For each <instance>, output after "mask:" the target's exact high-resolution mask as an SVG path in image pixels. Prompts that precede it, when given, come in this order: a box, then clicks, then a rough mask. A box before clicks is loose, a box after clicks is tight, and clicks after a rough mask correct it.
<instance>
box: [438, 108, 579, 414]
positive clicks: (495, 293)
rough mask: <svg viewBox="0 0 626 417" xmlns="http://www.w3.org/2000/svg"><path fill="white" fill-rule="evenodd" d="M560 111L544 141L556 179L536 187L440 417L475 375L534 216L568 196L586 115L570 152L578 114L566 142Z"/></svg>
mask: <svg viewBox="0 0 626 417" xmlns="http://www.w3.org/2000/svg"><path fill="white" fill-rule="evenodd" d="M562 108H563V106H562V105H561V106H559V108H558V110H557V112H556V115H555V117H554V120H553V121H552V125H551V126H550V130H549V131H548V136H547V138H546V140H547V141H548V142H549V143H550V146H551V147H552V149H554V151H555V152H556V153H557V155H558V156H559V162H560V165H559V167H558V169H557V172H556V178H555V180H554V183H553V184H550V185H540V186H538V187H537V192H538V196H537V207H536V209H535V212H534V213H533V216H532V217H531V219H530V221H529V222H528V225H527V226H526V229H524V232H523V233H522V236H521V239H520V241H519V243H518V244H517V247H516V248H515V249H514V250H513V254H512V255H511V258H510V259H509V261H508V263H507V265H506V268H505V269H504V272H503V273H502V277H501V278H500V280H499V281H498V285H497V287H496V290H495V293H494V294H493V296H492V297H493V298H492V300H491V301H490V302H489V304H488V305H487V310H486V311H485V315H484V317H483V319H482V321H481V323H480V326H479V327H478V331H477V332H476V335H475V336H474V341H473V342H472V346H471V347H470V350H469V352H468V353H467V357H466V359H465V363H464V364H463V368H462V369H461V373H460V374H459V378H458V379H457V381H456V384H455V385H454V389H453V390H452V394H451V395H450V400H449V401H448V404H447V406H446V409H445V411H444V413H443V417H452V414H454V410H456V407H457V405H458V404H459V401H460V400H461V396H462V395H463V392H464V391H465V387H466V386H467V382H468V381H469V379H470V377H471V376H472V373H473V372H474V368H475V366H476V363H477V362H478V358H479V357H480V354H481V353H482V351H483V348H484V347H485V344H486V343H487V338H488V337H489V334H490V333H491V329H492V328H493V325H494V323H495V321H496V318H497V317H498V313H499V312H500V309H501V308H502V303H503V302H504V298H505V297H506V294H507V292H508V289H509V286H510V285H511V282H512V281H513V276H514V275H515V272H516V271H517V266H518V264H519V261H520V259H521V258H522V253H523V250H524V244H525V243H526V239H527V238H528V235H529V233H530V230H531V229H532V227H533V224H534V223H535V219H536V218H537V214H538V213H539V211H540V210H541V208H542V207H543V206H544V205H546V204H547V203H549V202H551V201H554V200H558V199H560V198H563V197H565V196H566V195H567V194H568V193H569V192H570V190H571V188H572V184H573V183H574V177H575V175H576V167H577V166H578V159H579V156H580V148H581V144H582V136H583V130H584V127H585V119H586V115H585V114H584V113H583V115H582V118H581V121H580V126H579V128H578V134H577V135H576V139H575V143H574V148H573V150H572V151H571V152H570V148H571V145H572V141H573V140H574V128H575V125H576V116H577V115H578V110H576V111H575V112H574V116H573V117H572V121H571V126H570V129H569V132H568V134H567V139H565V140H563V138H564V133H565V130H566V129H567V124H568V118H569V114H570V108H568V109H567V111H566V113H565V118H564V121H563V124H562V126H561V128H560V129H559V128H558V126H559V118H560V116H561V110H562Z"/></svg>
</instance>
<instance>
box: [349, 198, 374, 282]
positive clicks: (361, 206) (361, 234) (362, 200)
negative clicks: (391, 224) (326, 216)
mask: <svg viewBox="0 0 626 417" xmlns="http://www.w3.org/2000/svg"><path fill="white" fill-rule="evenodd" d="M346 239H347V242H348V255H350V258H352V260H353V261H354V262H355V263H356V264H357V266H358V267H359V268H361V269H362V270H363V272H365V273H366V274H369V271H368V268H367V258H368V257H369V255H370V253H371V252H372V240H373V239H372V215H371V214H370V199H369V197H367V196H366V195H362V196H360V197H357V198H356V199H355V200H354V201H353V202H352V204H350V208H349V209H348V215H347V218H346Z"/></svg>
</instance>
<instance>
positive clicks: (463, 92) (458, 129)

———

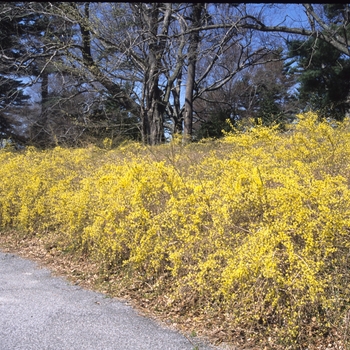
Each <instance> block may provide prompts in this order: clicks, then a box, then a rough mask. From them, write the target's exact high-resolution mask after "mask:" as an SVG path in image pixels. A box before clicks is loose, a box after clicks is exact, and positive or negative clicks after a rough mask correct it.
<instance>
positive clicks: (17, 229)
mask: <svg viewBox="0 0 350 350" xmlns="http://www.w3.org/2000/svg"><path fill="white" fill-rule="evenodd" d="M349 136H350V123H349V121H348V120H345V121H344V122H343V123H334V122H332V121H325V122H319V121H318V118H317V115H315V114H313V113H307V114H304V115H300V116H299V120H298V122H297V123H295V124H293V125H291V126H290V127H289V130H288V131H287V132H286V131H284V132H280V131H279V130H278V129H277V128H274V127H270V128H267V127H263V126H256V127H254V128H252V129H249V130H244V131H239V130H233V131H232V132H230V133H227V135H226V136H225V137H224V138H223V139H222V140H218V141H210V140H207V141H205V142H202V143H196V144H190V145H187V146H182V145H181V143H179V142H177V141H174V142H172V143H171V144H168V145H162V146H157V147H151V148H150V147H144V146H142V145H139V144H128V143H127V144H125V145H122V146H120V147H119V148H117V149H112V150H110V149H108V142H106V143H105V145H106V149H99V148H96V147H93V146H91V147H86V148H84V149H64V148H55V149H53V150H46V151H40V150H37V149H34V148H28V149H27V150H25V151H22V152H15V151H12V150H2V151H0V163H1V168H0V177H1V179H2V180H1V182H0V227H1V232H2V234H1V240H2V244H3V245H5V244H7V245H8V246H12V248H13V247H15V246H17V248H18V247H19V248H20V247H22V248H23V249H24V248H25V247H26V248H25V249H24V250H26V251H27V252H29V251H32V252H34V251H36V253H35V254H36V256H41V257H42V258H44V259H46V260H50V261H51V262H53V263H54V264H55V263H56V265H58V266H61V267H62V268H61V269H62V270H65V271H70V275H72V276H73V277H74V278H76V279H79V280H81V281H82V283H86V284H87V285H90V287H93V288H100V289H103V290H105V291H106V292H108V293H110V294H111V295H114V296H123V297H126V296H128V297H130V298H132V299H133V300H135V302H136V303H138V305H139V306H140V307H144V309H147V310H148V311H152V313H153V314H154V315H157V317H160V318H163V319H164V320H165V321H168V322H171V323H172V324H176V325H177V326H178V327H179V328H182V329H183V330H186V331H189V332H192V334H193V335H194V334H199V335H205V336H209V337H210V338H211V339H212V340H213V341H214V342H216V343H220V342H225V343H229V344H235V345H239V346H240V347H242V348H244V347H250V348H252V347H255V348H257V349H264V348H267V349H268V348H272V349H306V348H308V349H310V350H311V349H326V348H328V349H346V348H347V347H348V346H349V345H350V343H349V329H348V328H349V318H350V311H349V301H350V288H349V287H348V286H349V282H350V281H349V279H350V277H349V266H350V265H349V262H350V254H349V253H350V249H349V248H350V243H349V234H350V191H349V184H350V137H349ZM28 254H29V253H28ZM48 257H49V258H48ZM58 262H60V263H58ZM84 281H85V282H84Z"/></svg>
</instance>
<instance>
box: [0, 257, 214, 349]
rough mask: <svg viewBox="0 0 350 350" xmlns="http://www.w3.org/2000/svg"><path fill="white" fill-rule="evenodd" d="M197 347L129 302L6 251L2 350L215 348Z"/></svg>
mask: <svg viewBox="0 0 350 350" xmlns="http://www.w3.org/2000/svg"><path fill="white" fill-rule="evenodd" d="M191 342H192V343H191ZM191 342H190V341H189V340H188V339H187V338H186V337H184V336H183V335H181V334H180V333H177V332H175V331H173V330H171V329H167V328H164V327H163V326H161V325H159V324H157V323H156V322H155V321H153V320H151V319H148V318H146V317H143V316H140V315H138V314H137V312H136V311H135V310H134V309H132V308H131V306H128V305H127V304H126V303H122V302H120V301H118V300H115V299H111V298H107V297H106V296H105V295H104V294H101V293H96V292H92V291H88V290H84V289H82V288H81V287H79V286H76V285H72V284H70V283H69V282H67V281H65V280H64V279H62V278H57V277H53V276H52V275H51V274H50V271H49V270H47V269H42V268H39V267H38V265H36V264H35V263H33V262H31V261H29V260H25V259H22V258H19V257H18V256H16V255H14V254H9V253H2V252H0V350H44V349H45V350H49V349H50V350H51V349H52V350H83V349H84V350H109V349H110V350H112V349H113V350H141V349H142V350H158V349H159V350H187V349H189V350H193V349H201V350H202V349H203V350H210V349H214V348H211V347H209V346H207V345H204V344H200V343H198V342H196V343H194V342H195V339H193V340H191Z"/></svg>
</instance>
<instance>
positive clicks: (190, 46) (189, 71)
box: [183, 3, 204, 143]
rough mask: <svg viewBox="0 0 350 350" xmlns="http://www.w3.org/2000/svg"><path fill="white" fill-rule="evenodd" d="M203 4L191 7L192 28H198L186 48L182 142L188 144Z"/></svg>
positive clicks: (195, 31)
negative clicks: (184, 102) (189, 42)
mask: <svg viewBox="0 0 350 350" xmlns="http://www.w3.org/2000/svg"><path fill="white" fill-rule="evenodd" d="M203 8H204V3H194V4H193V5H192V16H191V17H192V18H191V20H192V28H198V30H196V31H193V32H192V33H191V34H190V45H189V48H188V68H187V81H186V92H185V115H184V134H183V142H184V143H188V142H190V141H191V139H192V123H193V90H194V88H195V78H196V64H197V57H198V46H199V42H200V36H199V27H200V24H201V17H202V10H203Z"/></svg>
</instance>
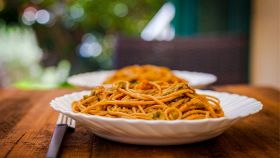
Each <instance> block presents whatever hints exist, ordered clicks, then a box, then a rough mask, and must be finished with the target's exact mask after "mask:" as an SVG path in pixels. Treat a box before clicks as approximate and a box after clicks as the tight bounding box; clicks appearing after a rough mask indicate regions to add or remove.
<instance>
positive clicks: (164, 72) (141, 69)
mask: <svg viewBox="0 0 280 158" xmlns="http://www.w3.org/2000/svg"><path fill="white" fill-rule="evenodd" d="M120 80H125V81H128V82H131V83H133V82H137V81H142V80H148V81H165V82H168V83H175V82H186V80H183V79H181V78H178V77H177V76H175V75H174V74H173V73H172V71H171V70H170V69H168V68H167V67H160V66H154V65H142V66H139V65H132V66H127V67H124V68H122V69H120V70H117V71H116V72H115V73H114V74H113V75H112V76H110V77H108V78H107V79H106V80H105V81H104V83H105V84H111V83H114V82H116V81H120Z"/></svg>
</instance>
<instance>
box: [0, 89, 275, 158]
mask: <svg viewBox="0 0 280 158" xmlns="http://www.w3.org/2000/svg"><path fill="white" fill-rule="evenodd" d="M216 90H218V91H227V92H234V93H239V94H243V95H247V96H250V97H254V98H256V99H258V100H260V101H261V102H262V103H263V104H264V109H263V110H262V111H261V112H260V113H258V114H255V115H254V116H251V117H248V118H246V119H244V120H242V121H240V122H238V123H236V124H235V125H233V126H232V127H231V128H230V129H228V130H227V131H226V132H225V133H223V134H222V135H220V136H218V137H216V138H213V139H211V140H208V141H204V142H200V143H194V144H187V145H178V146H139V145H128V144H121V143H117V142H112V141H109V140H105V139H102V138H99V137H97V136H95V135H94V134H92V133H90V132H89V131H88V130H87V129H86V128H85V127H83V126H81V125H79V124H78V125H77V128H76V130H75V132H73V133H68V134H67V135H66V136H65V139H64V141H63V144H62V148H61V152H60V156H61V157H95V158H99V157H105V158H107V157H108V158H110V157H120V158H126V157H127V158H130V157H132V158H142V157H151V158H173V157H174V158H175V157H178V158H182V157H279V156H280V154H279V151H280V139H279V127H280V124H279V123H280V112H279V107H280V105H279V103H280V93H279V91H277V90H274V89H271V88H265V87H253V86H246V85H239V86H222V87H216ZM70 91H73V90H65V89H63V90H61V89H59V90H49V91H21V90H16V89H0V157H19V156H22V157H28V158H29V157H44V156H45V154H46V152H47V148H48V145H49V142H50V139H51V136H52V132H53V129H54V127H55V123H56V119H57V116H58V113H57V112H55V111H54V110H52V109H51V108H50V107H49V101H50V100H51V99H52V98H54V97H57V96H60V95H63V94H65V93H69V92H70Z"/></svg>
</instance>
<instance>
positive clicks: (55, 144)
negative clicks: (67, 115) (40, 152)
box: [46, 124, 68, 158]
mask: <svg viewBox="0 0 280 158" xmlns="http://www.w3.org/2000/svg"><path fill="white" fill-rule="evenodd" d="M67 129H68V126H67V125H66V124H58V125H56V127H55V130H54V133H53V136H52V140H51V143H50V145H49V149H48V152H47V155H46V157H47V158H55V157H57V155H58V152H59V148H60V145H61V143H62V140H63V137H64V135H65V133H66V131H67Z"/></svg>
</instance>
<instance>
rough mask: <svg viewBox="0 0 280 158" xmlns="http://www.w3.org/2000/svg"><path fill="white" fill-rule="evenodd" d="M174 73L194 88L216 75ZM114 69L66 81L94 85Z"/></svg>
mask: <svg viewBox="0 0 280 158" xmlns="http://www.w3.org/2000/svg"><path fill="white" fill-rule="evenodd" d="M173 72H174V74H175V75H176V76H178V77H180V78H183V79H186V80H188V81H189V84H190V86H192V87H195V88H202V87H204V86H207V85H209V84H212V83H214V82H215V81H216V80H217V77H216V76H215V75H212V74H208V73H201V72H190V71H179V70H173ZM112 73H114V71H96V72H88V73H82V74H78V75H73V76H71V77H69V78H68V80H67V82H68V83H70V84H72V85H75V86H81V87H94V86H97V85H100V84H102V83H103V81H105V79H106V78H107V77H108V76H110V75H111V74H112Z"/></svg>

———

● AIM OF THE TASK: Transcribe each line of the data above, unaltered, from the one where "For each <instance>, output" appears to the one where "positive clicks: (495, 293)" appears, inclusive of both.

● SOLUTION FOR THIS TASK:
For each <instance>, output after "mask:" the target's exact high-resolution mask as an SVG path in image pixels. Prompts that precede it, when given, come in this order: a box, then clicks, then a rough mask. A box before clicks is loose, a box after clicks is tight, and clicks after a rough mask correct it.
<instance>
box: [438, 108, 579, 414]
positive clicks: (495, 293)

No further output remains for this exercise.